• GOAL: Identify every line in the rows below that contains the string "glass", matching case exactly, and copy each such line.

(Box-labeled dataset extracts)
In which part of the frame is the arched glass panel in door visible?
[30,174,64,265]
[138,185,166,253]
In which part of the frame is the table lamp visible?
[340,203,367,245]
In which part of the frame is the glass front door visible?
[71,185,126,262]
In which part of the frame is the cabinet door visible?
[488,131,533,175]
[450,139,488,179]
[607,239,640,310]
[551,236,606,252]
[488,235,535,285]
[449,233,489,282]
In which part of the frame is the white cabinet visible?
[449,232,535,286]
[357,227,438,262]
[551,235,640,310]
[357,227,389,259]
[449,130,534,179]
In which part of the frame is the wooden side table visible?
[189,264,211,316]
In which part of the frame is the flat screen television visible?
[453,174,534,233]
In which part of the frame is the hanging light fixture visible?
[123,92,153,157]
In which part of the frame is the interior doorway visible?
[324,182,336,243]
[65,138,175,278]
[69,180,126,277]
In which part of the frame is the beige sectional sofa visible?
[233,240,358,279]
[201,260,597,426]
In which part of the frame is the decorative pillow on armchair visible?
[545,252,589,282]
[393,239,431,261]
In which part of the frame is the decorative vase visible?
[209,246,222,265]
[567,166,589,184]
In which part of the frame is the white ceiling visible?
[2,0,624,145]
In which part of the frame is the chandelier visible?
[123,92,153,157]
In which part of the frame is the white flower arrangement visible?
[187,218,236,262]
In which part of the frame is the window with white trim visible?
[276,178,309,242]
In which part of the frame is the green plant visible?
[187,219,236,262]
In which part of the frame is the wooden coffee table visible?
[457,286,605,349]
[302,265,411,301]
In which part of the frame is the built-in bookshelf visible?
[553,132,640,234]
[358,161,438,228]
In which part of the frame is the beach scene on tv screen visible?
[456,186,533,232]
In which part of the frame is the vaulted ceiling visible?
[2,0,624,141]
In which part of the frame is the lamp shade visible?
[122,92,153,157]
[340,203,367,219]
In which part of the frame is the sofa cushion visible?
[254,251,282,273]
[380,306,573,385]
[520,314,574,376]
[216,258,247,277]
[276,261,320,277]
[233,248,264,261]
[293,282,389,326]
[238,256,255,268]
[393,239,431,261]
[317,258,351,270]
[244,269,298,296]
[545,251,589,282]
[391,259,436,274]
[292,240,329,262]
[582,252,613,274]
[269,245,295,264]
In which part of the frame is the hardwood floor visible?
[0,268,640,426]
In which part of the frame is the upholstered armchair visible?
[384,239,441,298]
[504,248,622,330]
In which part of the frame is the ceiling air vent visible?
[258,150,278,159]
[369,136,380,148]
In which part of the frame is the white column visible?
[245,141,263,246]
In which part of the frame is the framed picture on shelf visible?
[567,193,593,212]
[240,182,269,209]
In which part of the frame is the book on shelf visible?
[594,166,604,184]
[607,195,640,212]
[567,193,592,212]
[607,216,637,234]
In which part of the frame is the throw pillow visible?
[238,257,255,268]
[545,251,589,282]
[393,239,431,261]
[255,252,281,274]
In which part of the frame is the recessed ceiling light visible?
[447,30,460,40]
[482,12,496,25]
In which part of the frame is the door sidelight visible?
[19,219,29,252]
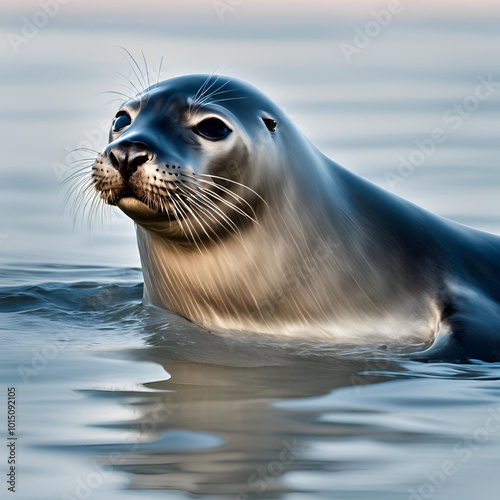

• EXERCISE OUTPUT:
In which part of the frame is the arched glass panel in door visible?
In which part of the frame is the glass front door visible?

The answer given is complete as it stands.